**Teks yang Diberikan**:

# # # # #

Boddhisatva  digambarkan sebagai laki-laki dan perempuan. Arca perempuan tampak memiliki buah dada. Ada juga arca Kinara Kinari, makluk mitologi berkepala manusia berbadan burung, yang juga menggambarkan pasangan laki-laki dan perempuan. Relief dekoratif sulur-suluran bunga dan daun, yang disebut Kumuda, melengkapi keindahan tampak luar Candi Sari.

Arca Boddhisatva yang dilapisi dengan semen Vajralepa (dokpri penulis)
Arca Boddhisatva yang dilapisi dengan semen Vajralepa (dokpri penulis)

Pada awalnya saya mengira kalau arca-arca Boddisatva di dinding candi adalah hasil rekonstruksi yang pengerjaannya kurang rapi karena meninggal lapisan semen berwarna coklat kream yang tampak belepotan, kontras dengan batu candi yang berupa batu andesit hitam.

Tapi saya salah. Lapisan semen coklat krem itu disebut Vajralepa. Konon ada satu bahan rahasia dalam campuran semen Vajralepa yang membuat arca-arca tersebut berpendar jika terkena cahaya bulan purnama. Bisa dibayangkan betapa cantiknya Candi Sari saat itu.

# # # # #

**Butir Tindakan A**: Perbarui baris-baris entri mulai dari awal entri sampai dengan baris yang memuat "rough mask: <svg", termasuk baris tersebut, dengan mengganti "pixel coordinates" menjadi "pixel positions" tanpa mengubah bagian lainnya. Jangan sertakan gambar dalam jawaban.
Teks dan entri merupakan bahan yang terpisah satu sama lain.

# # # # #

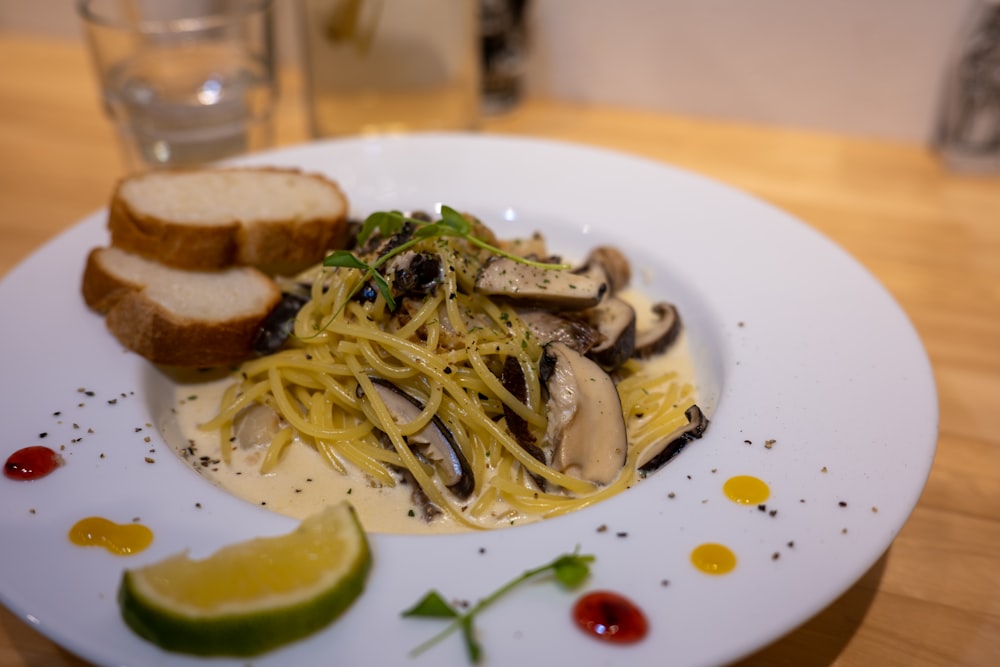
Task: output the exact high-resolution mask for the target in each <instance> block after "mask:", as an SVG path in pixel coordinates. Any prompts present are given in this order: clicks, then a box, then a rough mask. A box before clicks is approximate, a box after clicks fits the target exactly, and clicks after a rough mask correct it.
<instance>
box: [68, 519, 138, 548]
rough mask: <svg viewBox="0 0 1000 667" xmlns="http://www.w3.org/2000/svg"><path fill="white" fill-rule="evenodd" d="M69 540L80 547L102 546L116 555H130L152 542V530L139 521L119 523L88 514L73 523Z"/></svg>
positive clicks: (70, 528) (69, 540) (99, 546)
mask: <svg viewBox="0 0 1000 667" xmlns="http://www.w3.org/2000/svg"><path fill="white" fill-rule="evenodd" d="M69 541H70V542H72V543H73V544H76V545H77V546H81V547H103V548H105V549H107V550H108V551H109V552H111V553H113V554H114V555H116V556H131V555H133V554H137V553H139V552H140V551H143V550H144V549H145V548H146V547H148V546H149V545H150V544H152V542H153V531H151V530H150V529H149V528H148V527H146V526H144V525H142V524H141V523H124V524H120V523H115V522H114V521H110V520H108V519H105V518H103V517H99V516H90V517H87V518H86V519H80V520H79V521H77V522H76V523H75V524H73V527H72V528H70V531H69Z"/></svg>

# # # # #

**Butir Tindakan B**: Terjemahkan ke dalam bahasa Inggris kalimat "Bisa dibayangkan betapa cantiknya Candi Sari saat itu." dari teks tentang Candi Sari.

**Jawaban A**:
Task: output the exact high-resolution mask for the target in each <instance> block after "mask:", as an SVG path in pixel positions. Any prompts present are given in this order: clicks, then a box, then a rough mask. A box before clicks is approximate, a box after clicks fits the target exactly, and clicks after a rough mask correct it.
<instance>
box: [68, 519, 138, 548]
rough mask: <svg viewBox="0 0 1000 667" xmlns="http://www.w3.org/2000/svg"><path fill="white" fill-rule="evenodd" d="M69 540L80 547L102 546L116 555H130L152 542V530L139 521L119 523L88 514L73 523Z"/></svg>

**Jawaban B**: One can imagine how beautiful Candi Sari was at that time.